-- Exercise prompt --
Transcribe, without alteration, the line that includes "Study the photo above. For every instance of the cheek, where" and each line after it until the records end, omitting all that precede it.

(Natural-language object grounding data)
-=-=-

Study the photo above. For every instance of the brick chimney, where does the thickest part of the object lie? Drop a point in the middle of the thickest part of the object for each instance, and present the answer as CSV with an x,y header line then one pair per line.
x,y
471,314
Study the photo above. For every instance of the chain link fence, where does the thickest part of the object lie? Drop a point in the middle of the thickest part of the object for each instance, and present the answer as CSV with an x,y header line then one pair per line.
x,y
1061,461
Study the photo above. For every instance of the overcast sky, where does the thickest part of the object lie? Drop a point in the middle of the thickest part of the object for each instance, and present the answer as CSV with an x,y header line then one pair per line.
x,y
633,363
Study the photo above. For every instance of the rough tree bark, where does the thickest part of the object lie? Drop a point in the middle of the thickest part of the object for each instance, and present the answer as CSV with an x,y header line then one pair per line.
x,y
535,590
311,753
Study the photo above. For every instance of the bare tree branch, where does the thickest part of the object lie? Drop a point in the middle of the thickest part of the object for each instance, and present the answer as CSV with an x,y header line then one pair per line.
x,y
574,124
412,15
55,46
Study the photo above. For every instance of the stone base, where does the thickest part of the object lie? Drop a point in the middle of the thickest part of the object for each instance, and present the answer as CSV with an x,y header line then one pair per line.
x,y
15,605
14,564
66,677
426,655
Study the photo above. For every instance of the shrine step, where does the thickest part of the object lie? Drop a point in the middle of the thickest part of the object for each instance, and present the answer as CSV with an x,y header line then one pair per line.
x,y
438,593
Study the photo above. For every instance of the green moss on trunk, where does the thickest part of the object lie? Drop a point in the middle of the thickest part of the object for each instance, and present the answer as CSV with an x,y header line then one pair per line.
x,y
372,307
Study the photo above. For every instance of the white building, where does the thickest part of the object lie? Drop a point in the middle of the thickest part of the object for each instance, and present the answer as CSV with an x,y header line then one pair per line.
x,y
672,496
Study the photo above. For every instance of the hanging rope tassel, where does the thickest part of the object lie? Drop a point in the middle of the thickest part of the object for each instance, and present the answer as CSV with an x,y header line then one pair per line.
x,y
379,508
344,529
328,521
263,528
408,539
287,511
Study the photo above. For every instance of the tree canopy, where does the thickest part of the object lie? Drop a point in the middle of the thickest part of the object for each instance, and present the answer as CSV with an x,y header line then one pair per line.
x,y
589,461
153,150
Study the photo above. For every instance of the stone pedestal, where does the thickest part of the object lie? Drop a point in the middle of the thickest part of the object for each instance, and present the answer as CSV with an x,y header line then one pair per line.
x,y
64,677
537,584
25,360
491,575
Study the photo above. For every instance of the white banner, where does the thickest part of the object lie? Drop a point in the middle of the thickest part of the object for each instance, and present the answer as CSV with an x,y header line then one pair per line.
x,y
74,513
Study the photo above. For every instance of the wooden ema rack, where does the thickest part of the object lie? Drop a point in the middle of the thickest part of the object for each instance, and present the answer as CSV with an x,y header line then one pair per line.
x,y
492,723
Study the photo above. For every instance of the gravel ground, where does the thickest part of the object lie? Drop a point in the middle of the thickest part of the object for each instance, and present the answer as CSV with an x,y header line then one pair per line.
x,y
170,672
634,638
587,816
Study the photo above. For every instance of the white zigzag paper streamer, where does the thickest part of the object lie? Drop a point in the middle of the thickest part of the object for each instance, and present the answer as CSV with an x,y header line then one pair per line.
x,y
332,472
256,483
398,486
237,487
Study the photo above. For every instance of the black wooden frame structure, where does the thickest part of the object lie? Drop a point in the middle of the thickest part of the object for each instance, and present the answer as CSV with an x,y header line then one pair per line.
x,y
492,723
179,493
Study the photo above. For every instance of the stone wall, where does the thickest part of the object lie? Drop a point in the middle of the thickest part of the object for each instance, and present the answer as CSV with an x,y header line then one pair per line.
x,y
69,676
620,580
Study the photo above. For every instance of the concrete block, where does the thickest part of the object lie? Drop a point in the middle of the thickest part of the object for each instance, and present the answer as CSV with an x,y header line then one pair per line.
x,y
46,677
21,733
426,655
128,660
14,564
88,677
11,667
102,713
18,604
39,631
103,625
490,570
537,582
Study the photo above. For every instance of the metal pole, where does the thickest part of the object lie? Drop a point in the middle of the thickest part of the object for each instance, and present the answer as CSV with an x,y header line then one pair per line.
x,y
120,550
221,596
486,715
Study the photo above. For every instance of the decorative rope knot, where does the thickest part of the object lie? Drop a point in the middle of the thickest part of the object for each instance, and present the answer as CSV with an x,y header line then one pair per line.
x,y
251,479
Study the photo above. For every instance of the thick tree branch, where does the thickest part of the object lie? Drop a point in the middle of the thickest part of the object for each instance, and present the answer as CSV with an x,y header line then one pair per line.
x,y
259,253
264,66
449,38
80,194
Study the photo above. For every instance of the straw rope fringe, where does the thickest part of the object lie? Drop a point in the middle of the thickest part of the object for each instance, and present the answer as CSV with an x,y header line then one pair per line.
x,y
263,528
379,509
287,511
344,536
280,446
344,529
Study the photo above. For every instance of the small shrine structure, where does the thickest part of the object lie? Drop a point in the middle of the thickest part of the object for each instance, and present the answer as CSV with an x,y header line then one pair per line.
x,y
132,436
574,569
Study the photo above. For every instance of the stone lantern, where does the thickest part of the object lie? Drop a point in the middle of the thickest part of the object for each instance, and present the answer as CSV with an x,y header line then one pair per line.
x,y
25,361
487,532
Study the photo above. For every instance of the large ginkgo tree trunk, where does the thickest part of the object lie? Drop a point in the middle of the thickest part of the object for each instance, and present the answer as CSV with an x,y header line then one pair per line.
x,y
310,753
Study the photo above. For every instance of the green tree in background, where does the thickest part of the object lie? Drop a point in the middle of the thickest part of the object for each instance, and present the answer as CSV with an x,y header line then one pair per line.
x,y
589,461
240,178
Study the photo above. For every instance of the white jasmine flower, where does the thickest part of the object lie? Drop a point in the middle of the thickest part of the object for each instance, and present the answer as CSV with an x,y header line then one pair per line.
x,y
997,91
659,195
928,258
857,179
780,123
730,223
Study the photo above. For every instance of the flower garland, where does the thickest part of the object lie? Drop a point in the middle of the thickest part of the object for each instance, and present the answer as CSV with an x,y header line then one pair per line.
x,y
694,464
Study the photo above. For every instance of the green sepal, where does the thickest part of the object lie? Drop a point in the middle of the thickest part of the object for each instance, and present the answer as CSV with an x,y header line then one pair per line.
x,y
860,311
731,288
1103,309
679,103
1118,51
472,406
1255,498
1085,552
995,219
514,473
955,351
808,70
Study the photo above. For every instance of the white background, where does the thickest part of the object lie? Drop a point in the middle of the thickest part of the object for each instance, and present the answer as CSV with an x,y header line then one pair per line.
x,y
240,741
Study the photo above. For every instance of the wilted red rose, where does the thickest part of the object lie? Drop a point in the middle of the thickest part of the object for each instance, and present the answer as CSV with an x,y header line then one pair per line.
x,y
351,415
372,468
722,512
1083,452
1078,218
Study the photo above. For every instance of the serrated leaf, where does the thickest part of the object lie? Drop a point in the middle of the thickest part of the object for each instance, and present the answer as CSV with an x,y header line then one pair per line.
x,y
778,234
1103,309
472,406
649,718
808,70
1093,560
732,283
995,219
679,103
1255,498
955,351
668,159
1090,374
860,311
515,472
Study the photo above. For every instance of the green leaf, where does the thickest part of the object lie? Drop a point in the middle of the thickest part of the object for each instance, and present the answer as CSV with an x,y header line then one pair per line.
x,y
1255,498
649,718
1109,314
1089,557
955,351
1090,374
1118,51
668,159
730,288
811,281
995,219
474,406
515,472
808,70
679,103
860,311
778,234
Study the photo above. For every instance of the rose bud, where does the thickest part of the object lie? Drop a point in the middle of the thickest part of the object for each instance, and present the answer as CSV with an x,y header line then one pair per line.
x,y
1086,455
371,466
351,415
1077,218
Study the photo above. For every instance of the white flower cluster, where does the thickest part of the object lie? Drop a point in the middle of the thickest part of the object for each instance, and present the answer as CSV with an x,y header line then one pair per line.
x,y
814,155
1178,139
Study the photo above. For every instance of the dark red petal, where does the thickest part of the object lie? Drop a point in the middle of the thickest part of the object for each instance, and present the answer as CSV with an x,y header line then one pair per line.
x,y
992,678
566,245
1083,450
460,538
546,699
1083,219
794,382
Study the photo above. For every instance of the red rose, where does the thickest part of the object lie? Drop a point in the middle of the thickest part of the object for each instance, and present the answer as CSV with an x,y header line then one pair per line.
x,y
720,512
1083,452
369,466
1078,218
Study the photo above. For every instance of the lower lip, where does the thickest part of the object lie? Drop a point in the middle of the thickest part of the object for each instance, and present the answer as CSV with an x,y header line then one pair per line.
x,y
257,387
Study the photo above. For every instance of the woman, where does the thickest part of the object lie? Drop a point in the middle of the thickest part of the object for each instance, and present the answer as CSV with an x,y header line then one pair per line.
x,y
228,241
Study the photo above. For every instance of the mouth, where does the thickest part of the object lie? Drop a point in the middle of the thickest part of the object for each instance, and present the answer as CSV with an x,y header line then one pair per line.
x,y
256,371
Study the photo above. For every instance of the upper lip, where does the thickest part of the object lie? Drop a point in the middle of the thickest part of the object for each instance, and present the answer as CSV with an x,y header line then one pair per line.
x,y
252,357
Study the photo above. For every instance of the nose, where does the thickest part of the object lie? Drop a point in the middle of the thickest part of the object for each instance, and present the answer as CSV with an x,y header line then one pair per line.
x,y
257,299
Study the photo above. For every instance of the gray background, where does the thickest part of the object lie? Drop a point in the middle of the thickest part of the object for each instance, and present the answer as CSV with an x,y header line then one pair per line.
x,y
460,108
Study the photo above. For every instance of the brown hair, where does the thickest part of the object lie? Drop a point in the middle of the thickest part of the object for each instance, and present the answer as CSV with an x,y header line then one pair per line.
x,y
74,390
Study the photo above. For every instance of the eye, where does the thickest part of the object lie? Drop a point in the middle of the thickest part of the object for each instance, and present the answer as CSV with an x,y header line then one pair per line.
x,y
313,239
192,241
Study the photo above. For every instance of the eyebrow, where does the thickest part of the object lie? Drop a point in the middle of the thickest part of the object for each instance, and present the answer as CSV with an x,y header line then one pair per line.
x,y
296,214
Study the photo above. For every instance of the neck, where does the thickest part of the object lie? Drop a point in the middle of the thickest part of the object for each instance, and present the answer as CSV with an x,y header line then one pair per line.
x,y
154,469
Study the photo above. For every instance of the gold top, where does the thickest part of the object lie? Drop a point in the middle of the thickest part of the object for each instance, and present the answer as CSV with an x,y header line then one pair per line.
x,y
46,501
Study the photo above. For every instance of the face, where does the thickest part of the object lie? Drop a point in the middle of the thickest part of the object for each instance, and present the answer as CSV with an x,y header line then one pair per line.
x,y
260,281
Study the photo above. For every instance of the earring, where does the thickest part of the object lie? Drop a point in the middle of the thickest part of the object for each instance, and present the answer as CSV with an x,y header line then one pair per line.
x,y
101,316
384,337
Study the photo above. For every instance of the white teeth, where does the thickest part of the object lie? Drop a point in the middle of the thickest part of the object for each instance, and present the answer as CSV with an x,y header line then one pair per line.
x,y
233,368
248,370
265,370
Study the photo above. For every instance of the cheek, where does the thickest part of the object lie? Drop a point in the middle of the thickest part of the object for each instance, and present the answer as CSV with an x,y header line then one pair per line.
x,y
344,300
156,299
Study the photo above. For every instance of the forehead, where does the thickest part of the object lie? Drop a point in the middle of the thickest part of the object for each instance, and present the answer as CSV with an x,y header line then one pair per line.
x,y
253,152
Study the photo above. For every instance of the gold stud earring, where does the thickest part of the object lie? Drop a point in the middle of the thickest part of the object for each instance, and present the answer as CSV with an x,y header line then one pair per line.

-=-=-

-- Reply --
Study the photo above. For every instance of the cheek, where does the thickest part of the object lie? Drop a point in the middle of the thickest part of the object for each instance, and present the answer as CSV with an x,y header line then one pair per line.
x,y
344,300
156,299
Study the photo above. For every instance of the forehead, where does the thickest part of the object lie? Drop a point in the middle of the thickest part of the object for each instance, and present the answer as CSV with an x,y header line then one pair per line.
x,y
253,152
Study the photo above. For every instance of the gold stud earring, where does the thickest part of the object lie? Drop a point in the middle of the thickest part of the object for each instance, and present the answer as CSV with an x,y header line then one pair per line.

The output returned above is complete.